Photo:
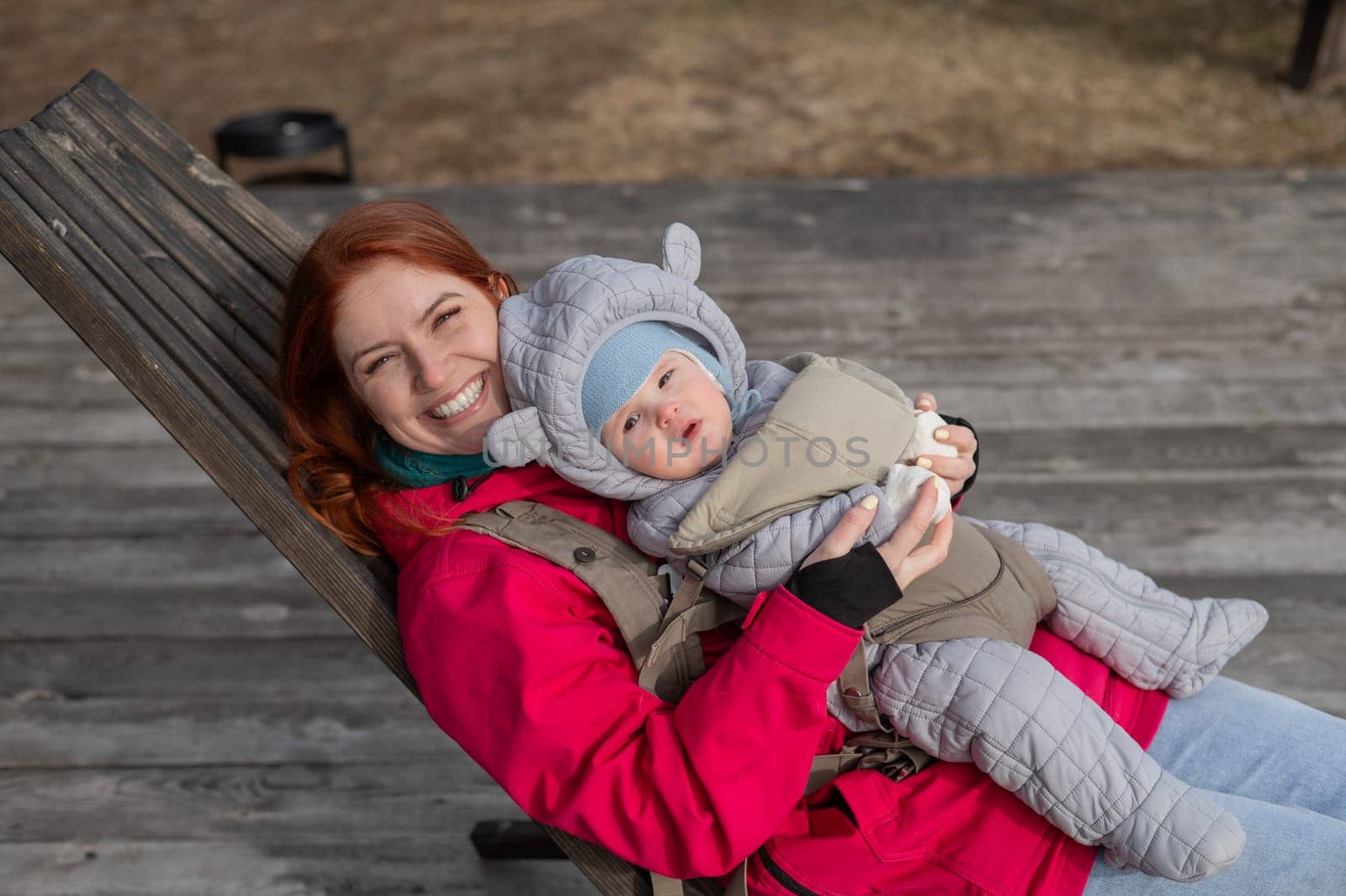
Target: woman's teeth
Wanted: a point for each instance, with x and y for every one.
(461, 401)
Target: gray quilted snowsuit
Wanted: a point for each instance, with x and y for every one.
(962, 689)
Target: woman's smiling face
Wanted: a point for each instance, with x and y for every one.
(421, 348)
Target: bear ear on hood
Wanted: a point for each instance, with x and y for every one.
(518, 439)
(681, 252)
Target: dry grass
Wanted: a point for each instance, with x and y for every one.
(648, 90)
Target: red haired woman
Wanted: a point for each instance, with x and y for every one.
(390, 377)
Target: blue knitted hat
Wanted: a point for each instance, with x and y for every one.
(623, 362)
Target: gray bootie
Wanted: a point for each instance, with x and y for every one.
(1036, 734)
(1147, 634)
(1213, 835)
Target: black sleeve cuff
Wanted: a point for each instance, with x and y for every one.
(850, 588)
(976, 455)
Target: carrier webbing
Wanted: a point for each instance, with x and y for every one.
(664, 635)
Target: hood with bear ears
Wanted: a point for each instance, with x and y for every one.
(549, 334)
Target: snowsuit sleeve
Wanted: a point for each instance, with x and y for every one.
(524, 667)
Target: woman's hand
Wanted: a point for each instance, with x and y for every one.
(905, 560)
(955, 471)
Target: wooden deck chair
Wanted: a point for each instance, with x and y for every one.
(172, 273)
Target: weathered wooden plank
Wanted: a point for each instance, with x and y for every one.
(71, 611)
(368, 864)
(231, 278)
(221, 671)
(45, 731)
(161, 464)
(64, 513)
(1068, 453)
(1166, 522)
(226, 208)
(349, 584)
(181, 321)
(291, 799)
(199, 560)
(128, 332)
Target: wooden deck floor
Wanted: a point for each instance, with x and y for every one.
(1154, 362)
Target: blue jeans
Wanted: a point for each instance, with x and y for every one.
(1280, 768)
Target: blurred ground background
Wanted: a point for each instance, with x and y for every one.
(582, 90)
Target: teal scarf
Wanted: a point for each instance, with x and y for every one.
(417, 469)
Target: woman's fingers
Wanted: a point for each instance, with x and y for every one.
(905, 560)
(960, 437)
(955, 471)
(847, 532)
(926, 557)
(912, 529)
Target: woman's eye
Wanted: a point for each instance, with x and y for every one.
(444, 316)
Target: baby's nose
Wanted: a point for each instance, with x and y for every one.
(666, 412)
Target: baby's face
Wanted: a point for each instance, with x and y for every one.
(676, 426)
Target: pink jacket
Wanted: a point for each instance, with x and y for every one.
(522, 666)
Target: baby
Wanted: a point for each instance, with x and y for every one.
(630, 382)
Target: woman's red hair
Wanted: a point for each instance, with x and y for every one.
(330, 435)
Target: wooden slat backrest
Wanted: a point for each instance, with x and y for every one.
(172, 273)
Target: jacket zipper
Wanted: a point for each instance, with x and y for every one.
(781, 877)
(905, 624)
(464, 486)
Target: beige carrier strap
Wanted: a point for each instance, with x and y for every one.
(625, 579)
(885, 752)
(676, 660)
(666, 644)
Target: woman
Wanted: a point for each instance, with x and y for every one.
(390, 379)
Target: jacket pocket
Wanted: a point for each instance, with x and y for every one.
(875, 805)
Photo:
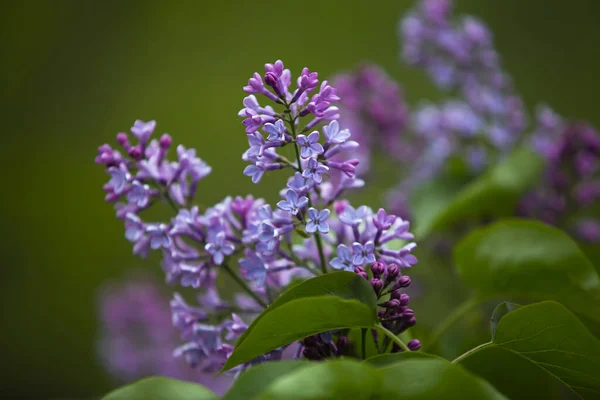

__Exercise__. Exact repetition is required for the lines from the first one in the listing through the one that holds "Target: woman's eye", and pictures are to be omitted.

__Result of this task__.
Photo:
Target: woman's teeth
Wanted: a point for each instance, with x and y for every one.
(461, 401)
Target: gray quilted snowsuit
Wanted: a point for each instance, with x and y for every one.
(962, 689)
Target: woman's smiling face
Wanted: a point for each instance, with x and y for every one.
(421, 348)
Target: bear ear on hood
Wanted: a point for each instance, with x and y for every one.
(518, 439)
(681, 252)
Target: dry grass
Wanted: a point for each instance, with x and y for every one.
(648, 90)
Target: red haired woman
Wanted: a point for each instance, with x and y for every one.
(390, 377)
Target: blue knitted hat
Wanted: a point for each instance, with x and y for every one.
(623, 362)
Target: gray bootie
Wanted: a point for each instance, with x and y for every one.
(1036, 734)
(1147, 634)
(1213, 835)
Target: black sleeve cuff
Wanted: a point for each instance, with x and y for every one.
(850, 588)
(976, 455)
Target: carrier webbing
Wanted: a point for each instance, with x and y for every one.
(664, 635)
Target: hood with bear ears
Wanted: a point for each instance, with x and y for every one.
(549, 334)
Target: snowsuit sleeve
Wanted: a point for each instance, with x and y for every one.
(524, 667)
Target: woman's hand
Wanted: a point for each instance, with x and y for every one.
(905, 560)
(955, 471)
Target: wooden deck chair
Wanted: a point for each instance, with x and y for every one.
(172, 273)
Target: weathered wooden plank
Wanted: a point for each instance, with x and y for every one.
(71, 611)
(368, 864)
(231, 278)
(221, 671)
(45, 731)
(161, 464)
(64, 513)
(1068, 453)
(1166, 522)
(226, 208)
(349, 584)
(181, 321)
(291, 799)
(199, 560)
(128, 332)
Target: wooden deck floor
Wanted: a point for each instance, with x and y for every one.
(1154, 362)
Target: blue jeans
Wanted: a point for each instance, with x and y for every one.
(1280, 768)
Target: blurred ground background
Wanted: a point for each instance, with x and y for every one.
(582, 90)
Target: teal scarf
Wanted: a point for each instance, with x and y for every one.
(417, 469)
Target: woman's fingers
Wanted: a point for each instance, with x and y for every one.
(905, 560)
(960, 437)
(955, 471)
(847, 532)
(926, 557)
(912, 529)
Target: woman's eye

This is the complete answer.